Separating Techniques

Separating techniques are fundamental in chemistry for purifying substances or analyzing mixtures. These techniques rely on the physical and chemical properties of the components. Fractional crystallization is one such method, particularly useful when differences in solubility are evident between substances.

There are various separating techniques, including:

• Filtration: Separates solids from liquids based on particle size.
• Distillation: Utilizes boiling point differences to separate liquids.
• Magnetic Separation: Uses magnetic properties to separate materials.
• Centrifugation: Separates based on density by spinning mixtures rapidly.

Each method has its own applications and limitations, but selecting the right technique depends on the properties of the substances involved. Fractional crystallization specifically focuses on solubility and is often used in purification and separation of mixtures containing components with varied solubilities.

Point annotations for photos
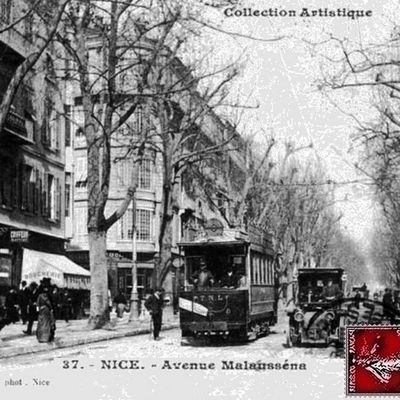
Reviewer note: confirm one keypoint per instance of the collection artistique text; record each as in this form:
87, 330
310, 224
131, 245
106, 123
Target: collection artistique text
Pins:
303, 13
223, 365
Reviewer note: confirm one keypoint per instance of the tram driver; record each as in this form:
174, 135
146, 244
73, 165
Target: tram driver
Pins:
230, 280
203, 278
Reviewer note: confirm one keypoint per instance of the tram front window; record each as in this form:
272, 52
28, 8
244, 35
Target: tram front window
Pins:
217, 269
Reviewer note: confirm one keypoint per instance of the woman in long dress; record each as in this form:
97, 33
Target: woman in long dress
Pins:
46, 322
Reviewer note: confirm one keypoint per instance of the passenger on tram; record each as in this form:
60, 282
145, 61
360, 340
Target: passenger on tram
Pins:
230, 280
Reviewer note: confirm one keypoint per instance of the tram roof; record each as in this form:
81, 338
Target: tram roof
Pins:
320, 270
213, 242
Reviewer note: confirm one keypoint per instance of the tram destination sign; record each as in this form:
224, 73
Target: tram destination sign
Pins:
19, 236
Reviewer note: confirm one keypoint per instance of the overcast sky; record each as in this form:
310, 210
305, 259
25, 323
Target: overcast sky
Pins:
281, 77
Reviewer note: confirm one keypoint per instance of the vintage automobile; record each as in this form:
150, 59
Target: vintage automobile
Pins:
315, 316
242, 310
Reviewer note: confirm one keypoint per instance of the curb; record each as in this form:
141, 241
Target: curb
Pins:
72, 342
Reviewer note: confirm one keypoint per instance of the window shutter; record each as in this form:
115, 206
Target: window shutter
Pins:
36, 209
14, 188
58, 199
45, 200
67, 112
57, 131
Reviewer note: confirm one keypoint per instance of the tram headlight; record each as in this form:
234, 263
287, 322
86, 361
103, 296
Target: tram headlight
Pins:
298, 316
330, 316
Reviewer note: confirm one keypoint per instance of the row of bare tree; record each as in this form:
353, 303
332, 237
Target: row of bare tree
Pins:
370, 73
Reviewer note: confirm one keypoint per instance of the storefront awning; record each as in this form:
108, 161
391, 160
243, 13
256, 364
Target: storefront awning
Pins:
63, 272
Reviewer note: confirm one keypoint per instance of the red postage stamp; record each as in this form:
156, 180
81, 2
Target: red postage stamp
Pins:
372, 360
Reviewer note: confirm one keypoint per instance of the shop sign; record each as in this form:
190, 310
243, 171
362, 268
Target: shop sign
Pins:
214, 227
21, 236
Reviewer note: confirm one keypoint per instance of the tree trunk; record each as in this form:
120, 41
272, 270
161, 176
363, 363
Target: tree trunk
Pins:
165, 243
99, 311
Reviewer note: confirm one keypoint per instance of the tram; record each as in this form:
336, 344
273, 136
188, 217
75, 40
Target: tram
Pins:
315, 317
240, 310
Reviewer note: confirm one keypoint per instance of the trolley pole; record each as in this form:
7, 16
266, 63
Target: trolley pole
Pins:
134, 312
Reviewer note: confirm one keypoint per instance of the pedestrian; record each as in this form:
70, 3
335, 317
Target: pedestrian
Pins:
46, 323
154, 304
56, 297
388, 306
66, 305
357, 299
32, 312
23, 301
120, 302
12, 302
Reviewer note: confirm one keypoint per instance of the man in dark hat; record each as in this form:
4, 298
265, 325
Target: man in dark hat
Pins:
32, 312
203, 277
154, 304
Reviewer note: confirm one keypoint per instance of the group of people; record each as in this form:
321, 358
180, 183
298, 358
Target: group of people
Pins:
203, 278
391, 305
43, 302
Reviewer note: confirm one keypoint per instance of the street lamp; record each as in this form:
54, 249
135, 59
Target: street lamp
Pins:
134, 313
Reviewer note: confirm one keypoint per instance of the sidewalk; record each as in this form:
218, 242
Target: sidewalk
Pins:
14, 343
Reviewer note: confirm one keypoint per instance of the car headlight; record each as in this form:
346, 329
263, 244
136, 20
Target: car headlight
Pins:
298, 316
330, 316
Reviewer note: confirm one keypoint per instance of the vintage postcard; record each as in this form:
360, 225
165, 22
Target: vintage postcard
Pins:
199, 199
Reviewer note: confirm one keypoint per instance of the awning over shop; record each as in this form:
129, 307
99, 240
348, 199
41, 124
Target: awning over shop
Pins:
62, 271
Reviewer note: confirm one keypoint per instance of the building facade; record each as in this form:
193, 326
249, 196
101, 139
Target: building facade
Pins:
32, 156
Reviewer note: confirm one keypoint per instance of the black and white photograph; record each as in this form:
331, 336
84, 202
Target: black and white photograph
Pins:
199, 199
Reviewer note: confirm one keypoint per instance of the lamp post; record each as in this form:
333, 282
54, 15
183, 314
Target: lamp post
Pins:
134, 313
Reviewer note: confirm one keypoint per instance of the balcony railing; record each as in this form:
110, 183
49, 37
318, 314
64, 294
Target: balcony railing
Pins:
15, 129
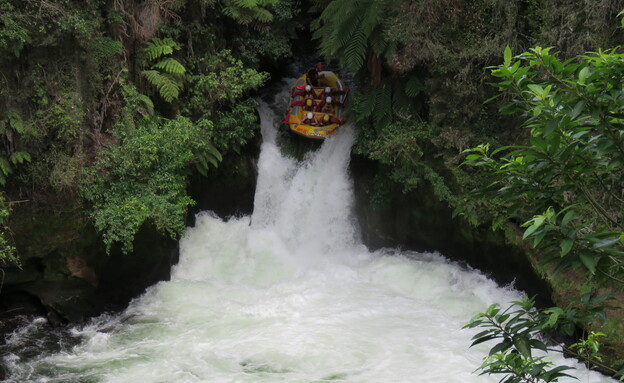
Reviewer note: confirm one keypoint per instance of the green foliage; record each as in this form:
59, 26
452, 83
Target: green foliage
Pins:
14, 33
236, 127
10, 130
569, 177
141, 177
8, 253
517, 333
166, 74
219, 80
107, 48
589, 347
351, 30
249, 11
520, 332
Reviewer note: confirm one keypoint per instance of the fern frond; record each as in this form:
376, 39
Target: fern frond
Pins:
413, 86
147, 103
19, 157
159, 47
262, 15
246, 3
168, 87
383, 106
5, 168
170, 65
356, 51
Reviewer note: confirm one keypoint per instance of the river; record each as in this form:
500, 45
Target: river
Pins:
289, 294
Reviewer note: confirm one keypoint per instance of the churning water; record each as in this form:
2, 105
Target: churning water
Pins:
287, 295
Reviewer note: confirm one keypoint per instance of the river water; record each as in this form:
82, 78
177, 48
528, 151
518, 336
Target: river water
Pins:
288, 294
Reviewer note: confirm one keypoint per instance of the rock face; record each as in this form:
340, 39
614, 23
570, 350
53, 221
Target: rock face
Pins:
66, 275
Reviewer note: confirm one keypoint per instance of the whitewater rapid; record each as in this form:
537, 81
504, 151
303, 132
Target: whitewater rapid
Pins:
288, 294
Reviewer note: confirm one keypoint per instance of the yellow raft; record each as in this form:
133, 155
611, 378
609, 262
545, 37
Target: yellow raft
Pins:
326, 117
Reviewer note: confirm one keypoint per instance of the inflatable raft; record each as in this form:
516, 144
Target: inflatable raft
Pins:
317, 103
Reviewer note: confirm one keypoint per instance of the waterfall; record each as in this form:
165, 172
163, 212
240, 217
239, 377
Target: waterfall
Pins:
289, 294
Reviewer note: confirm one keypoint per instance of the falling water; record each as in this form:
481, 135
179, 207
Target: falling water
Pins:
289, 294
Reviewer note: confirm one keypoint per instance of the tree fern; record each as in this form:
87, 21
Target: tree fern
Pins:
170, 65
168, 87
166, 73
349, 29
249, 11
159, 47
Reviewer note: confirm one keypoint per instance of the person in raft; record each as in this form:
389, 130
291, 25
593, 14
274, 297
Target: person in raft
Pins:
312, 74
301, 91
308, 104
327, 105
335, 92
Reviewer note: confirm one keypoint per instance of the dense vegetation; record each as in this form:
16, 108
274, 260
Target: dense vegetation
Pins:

■ Requirement A
Which separating techniques does the bulleted list in the separating techniques passage name?
■ Requirement B
Filter the entries down to every line that contains the string "pole". Case counts.
The separating techniques passage and the entries have no connection to each other.

■ Written answer A
Filtration, Distillation, Magnetic Separation, Centrifugation

■ Written answer B
Reviewer note: confirm one keypoint per instance of the trolley pole; record each as in this form:
Target: trolley pole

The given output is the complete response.